# 本文:
++++++++

「セルフプロデュース」で築き上げた、人気俳優・ムロツヨシの格

俳優のムロツヨシ
「『なんちゃらウイルス』が再構築のきっかけ」
──先ほどの「世代間の距離」の話で言うと、ムロさんは『がくげいかい』でも、世代がひと回り違う西野凪沙さんをオーディションで起用するなど、世代間の格差を縮めるような活動を、今は意識されているように見えます。
それこそ「なんちゃらウイルス」が、その辺りを再認識、再構築するきっかけにはなりましたよね。それがなかったら、みんな好きなことだけをやって、世代間の溝をどう埋めるのか? あるいは埋めないまま、どうやって上手くやるのか? ということを考えなかったかもしれない。
それはそれで、良さがあったかもしれないですけど、やはり10代・20代のデジタルネイティブの世代のみなさんと、40代の僕らとの溝は、礼儀にしてもハラスメントの考え方にしても、なかなか埋めることができない。
──そういう世代間の格差の問題は昔からありましたけど、コロナによって明らかに変化のスピードが上がった印象があります。
でもそこであきらめるんじゃなくて、僕はできるだけ早いスピードで彼らを理解したうえで、クソ真面目にふざけてやろうと思っています。僕らがアップデートすることも大事だけど、「昔のものには、こういう良さもあるんだよ」ということを、若い世代には伝えたい。さらに上の世代の人たちには「下の世代、こんなにすごいんですよ」って、彼らにわかる言葉で伝えていくのが、僕らの役割じゃないかなあ、と。

++++++++

# 課題一覧:
[1] ムロツヨシさんのインタビューによると、『がくげいかい』のオーディションで選ばれたのは誰ですか。
[2] ムロツヨシさんのインタビューに出てくる「〇〇代」という形の年代を、すべて書き出してください。

# 資料:

++++++++

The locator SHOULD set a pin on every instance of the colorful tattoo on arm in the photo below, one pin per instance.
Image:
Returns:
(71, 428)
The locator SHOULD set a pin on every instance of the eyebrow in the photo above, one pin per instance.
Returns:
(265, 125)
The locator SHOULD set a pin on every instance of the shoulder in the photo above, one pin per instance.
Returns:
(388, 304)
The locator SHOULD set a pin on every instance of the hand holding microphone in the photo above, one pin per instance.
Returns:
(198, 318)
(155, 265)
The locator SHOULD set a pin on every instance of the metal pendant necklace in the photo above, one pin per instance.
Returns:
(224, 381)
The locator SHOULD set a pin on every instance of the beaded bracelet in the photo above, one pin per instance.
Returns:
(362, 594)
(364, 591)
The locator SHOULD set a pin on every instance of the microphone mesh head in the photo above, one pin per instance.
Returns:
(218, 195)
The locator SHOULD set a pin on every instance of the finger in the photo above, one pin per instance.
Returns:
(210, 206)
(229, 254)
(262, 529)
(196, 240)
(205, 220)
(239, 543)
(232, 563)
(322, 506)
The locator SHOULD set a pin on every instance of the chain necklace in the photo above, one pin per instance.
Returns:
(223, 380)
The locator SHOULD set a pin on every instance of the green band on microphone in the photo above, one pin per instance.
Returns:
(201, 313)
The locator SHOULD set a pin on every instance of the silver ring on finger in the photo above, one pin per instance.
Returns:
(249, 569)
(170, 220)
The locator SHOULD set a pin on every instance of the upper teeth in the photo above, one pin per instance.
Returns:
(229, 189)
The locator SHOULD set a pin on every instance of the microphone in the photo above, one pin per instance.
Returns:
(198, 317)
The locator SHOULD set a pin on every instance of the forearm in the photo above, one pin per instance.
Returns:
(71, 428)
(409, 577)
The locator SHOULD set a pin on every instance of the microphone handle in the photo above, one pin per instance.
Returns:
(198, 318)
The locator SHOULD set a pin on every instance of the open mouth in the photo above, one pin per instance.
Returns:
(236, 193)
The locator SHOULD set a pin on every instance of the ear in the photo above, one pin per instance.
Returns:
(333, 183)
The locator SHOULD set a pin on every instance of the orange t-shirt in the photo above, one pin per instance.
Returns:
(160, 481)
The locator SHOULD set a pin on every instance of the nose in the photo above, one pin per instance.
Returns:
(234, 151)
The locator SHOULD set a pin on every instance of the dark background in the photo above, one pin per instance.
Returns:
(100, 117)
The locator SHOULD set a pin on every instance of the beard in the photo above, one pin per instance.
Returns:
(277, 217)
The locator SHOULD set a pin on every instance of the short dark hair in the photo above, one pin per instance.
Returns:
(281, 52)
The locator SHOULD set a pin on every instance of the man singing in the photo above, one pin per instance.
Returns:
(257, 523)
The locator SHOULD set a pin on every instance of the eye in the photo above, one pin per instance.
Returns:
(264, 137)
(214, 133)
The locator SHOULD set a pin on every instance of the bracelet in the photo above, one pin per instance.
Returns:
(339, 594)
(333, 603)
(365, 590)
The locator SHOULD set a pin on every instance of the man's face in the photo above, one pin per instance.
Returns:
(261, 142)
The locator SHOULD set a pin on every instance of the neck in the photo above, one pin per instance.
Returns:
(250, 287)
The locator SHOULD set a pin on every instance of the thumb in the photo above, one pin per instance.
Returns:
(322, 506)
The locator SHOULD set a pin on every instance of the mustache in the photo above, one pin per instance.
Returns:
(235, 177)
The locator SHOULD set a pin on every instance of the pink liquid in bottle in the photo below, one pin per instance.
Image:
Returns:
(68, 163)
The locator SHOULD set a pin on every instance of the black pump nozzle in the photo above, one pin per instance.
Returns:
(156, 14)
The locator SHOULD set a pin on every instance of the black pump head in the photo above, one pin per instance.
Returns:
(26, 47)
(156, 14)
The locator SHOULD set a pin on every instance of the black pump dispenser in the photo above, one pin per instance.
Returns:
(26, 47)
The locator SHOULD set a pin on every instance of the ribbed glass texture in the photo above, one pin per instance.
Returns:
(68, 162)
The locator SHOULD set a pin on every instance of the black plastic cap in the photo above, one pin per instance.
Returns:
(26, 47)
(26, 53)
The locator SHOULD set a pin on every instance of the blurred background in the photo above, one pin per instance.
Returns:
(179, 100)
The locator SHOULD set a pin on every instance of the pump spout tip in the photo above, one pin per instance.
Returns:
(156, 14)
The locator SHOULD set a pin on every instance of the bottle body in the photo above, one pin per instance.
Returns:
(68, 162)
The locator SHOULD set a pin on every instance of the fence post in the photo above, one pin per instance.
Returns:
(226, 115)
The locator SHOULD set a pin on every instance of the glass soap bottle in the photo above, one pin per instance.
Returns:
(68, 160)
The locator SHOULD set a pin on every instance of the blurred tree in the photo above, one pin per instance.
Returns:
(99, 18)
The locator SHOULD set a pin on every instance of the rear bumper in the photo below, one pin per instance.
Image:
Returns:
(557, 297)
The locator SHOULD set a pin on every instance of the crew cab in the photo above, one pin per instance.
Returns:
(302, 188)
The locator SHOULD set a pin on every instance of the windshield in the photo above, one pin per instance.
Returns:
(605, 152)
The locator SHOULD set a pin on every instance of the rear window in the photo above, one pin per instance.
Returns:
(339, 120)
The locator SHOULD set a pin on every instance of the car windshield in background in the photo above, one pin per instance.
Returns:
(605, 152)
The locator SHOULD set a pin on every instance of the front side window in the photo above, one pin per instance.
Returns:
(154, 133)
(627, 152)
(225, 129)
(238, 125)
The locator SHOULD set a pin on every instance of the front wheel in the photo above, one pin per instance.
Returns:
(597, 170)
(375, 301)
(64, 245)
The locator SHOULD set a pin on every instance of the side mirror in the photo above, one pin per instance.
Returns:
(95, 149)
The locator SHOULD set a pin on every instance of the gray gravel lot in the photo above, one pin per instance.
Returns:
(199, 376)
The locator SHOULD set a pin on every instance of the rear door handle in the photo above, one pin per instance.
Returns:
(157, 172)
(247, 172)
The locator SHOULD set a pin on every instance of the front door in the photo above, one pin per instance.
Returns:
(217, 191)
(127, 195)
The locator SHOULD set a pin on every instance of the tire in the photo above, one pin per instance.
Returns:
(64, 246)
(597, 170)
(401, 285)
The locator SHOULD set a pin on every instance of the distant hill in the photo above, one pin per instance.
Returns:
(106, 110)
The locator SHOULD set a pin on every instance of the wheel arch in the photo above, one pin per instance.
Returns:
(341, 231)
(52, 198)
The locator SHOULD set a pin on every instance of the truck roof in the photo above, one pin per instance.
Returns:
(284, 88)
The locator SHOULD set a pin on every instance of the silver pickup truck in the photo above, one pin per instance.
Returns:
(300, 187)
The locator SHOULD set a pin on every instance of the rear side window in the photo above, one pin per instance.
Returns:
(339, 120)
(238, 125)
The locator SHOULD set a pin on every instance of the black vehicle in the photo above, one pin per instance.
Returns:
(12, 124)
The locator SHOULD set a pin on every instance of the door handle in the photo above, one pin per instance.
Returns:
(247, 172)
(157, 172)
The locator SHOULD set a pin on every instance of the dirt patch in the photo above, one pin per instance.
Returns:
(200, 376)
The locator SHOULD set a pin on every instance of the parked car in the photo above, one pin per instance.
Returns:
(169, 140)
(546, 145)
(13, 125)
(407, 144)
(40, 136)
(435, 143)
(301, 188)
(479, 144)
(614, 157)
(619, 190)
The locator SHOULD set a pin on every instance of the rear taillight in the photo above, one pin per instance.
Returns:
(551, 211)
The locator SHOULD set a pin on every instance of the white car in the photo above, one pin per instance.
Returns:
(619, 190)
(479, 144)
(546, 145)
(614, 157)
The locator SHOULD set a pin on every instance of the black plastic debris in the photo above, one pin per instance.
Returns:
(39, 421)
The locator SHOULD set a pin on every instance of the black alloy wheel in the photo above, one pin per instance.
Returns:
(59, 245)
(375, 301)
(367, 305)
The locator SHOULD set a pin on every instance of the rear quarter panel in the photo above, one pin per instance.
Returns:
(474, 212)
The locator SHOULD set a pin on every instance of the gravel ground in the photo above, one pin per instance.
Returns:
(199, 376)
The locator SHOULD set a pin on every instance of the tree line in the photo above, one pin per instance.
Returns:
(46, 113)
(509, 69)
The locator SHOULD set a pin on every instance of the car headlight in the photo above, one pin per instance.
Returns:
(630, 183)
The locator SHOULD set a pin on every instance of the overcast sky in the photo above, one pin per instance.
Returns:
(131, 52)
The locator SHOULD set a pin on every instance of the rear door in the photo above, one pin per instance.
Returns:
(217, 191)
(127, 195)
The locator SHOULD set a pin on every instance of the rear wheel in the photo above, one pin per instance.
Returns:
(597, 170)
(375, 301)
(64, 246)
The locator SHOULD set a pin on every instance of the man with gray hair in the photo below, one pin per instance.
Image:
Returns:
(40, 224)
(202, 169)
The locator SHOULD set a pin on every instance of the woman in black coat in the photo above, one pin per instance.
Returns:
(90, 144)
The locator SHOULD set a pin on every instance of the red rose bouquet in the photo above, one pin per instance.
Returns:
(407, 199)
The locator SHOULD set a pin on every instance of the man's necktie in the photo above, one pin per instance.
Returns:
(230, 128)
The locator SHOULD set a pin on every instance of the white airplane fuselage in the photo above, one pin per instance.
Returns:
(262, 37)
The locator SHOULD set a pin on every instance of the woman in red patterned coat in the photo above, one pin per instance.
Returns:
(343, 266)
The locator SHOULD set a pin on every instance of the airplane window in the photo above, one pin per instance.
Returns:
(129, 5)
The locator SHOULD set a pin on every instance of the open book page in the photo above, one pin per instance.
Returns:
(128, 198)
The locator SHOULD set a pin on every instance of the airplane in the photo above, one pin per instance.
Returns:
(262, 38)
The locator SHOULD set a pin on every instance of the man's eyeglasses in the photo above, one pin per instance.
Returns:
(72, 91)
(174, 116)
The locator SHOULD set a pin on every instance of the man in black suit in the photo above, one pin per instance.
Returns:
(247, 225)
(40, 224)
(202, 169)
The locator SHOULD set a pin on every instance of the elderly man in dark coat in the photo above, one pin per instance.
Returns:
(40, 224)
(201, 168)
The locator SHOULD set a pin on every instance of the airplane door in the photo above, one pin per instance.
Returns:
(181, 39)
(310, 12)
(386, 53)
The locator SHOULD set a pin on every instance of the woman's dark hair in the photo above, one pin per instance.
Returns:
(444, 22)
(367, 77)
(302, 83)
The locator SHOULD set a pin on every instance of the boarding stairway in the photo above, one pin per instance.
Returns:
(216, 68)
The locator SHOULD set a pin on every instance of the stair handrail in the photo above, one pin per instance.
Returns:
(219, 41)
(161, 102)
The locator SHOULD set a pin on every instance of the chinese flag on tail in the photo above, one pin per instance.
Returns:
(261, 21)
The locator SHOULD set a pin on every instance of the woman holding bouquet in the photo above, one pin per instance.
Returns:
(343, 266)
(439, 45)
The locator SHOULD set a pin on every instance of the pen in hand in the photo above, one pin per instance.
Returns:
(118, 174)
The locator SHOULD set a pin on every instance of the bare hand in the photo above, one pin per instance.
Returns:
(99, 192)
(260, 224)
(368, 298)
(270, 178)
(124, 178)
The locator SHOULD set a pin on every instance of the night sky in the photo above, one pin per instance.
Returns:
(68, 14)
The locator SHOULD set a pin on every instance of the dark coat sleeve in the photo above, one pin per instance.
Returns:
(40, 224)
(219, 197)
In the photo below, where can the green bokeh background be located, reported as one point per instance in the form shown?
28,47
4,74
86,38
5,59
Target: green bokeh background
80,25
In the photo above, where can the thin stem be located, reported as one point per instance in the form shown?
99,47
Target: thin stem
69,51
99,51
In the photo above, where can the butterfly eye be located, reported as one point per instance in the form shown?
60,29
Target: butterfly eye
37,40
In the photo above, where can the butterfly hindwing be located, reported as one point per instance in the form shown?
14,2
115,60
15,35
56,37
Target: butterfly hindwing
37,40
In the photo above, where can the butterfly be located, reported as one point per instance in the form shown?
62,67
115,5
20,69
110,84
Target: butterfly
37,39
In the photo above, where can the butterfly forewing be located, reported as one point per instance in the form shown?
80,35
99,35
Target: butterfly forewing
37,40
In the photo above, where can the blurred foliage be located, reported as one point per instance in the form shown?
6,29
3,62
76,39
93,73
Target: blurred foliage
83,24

++++++++

# 回答一覧:
[1] 西野凪沙さんです。

[2] 10代、20代、40代